### WHAT THE EXERCISE ASKS
Beginning with the line containing "Would you mind pointing out the bit", give every line again exactly as it is, ending with the last line of the entries.

### Region pointing data
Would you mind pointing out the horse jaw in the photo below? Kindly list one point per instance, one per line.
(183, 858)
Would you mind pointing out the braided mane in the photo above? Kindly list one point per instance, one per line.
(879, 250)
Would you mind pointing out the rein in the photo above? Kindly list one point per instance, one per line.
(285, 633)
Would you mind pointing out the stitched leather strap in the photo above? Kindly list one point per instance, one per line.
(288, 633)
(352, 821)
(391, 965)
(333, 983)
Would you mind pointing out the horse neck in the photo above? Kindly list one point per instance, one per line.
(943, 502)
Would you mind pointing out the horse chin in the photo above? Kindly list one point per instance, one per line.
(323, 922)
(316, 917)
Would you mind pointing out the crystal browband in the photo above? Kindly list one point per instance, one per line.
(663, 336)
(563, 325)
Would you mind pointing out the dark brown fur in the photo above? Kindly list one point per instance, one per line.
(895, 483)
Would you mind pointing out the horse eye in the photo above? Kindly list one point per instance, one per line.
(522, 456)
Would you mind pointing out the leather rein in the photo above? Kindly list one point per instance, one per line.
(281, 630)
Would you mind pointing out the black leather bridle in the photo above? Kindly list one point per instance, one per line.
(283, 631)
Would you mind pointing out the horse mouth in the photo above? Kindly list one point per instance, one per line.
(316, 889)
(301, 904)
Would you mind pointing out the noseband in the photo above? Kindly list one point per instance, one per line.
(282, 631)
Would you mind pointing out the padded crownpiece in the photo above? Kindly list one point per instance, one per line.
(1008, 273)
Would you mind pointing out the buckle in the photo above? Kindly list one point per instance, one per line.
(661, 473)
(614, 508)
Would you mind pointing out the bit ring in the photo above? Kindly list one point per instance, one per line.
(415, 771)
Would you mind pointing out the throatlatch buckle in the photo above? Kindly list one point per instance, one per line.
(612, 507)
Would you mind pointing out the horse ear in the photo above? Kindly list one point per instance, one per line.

### ANSWER TO THIS PROBLEM
Would you mind pointing out the bit ring in the photo above? Kindly list one point per instance, one per line.
(415, 771)
Would you mind pointing out the throatlatch buckle in the photo above? Kindly list one point per instance, one per line.
(612, 507)
Would you mind pointing out the horse ear in the photo above? Kindly list one point per instance, one per line.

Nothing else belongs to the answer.